ACTIVITY
After finding the line containing "of the overcast" below, please output that line and each following one through the line containing "of the windshield", exactly as written.

■ ■ ■

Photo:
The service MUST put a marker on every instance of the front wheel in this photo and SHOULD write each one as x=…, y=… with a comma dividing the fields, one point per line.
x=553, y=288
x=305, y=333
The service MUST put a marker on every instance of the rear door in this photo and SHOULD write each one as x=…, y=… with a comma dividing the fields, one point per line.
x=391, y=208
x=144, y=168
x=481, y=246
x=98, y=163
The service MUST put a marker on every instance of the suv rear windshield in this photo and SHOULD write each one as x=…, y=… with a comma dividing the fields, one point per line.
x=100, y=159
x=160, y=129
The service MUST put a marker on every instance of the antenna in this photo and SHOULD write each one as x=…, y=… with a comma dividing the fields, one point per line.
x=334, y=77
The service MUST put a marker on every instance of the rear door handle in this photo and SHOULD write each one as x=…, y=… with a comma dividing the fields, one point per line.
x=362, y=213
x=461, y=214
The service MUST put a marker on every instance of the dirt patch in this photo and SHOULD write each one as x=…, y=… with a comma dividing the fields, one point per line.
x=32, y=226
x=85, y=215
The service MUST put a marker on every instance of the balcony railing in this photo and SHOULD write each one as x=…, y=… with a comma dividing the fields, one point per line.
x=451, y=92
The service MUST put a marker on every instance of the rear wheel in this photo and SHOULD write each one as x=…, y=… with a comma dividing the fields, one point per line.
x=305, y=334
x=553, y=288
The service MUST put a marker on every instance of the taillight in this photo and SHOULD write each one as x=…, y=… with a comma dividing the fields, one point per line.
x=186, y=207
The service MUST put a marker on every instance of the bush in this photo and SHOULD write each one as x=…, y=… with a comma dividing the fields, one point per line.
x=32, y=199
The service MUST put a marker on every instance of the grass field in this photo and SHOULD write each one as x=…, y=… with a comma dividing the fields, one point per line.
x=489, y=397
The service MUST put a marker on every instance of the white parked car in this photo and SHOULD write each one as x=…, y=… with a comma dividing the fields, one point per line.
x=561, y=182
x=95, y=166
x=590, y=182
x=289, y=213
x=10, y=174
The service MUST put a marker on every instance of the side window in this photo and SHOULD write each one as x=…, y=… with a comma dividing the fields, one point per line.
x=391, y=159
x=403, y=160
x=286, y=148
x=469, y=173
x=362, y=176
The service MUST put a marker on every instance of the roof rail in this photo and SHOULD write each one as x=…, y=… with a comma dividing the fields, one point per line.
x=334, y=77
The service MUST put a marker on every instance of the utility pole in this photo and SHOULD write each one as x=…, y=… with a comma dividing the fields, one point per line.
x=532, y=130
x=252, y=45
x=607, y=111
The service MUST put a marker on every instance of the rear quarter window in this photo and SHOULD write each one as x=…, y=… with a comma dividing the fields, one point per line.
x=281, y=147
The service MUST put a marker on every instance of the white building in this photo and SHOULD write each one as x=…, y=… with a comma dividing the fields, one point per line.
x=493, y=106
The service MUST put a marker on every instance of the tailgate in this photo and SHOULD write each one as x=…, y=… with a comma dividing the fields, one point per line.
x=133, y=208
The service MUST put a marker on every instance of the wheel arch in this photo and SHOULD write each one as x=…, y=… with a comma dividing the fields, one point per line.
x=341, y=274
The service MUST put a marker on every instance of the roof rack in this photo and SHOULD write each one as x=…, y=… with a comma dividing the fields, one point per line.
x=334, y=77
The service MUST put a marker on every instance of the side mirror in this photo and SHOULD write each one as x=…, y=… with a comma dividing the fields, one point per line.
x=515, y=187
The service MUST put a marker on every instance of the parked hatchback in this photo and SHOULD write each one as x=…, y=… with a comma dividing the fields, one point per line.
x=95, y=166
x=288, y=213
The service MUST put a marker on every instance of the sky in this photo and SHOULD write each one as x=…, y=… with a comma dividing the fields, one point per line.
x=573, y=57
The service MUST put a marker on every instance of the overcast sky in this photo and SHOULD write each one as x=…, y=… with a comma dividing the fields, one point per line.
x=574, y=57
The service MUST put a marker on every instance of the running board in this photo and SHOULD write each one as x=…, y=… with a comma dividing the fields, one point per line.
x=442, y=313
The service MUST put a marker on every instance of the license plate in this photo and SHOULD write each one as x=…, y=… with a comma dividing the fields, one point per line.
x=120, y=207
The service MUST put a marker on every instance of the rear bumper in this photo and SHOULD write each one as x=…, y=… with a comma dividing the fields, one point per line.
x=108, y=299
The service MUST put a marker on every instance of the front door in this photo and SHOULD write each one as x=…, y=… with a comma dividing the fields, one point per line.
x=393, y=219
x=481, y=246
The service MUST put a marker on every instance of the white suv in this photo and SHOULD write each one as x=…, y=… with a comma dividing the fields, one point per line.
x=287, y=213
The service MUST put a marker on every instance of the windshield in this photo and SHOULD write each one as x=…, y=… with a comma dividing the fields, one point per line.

■ ■ ■

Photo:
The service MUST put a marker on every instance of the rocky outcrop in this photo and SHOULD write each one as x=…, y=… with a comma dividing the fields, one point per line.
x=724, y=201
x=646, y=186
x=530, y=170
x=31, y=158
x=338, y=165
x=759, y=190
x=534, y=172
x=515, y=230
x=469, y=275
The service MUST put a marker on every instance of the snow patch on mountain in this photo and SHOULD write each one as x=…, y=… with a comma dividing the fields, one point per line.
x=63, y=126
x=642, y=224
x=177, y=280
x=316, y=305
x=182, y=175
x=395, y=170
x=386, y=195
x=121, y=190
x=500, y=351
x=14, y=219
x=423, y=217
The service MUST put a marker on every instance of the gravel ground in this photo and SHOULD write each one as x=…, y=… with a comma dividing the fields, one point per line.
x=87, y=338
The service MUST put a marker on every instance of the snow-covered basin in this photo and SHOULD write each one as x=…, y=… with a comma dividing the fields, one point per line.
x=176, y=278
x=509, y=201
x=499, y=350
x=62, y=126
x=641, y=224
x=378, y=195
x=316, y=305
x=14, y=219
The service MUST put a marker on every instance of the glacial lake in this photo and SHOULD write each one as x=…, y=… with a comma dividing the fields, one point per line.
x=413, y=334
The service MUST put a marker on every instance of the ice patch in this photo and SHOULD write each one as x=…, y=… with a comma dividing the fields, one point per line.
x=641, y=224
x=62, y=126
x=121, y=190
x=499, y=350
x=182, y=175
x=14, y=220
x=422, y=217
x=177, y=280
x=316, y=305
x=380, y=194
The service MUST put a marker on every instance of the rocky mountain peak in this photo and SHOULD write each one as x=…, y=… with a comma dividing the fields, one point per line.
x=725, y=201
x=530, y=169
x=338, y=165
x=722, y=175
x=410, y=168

■ ■ ■

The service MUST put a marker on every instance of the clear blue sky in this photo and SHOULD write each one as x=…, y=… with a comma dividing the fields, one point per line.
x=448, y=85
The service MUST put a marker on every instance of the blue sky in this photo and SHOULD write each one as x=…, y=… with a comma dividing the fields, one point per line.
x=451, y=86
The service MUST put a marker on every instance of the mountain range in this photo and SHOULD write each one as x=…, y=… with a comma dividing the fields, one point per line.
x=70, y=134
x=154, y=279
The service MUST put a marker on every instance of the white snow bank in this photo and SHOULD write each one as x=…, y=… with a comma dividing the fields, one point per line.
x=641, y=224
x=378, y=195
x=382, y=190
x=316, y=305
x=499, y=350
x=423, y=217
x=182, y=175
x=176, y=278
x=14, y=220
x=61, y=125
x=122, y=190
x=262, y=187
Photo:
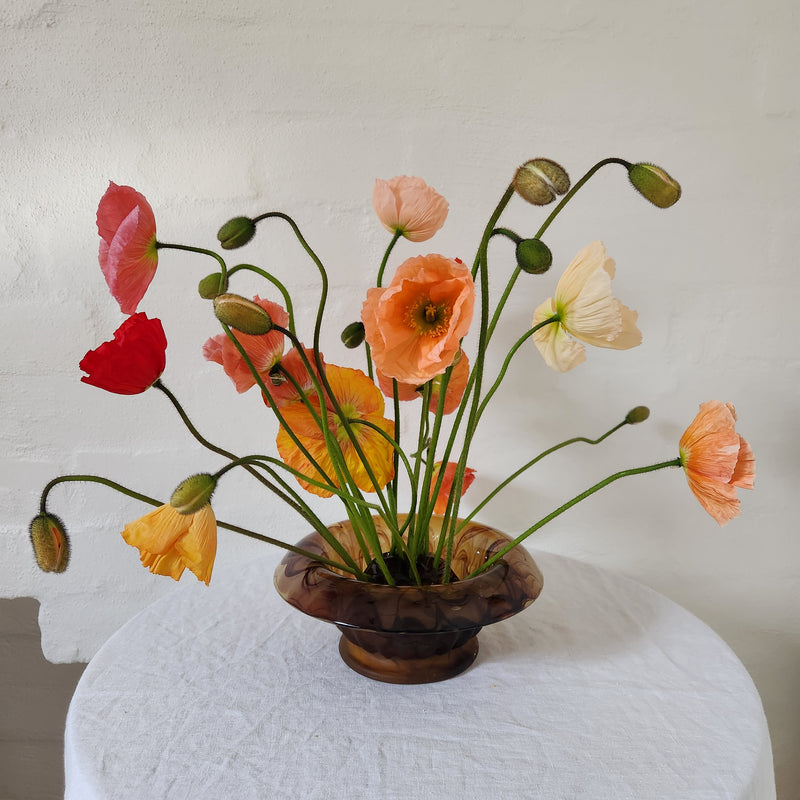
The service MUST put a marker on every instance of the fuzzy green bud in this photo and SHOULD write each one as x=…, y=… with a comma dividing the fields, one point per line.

■ ■ ■

ANSWER TO THIS TASK
The service MUST put a marker on every instance of the overcast sky in this photo and SHOULD write each one as x=…, y=… with a comma dividing the fields, one point per line.
x=574, y=57
The service MUST put a marker on every instance of the running board in this photo and SHOULD write each one as x=…, y=… with a comma dividing the fields, one point per line.
x=442, y=313
The service MUST put a marker on every instance of the license plate in this photo and SHOULD write each one as x=…, y=… with a comma dividing the fields, one point per line.
x=120, y=207
The service MUST put a marker on every instance of the rear bumper in this photo and SHOULD write each one as x=…, y=… with a comma dividing the fields, one point per line.
x=108, y=299
The service MUST put a marker on every instance of the front door in this photo and SHOULD write each one as x=…, y=… with a comma dividing the fields, one point per line.
x=393, y=219
x=481, y=246
The service MUST put a marker on every instance of the white suv in this photo and SHOULD write each one as x=…, y=… with a comma dividing the fields, one point per line.
x=287, y=213
The service MUST put a marker on every instance of the windshield in this photo and SHOULD write each one as x=…, y=… with a comma dividing the fields, one point per line.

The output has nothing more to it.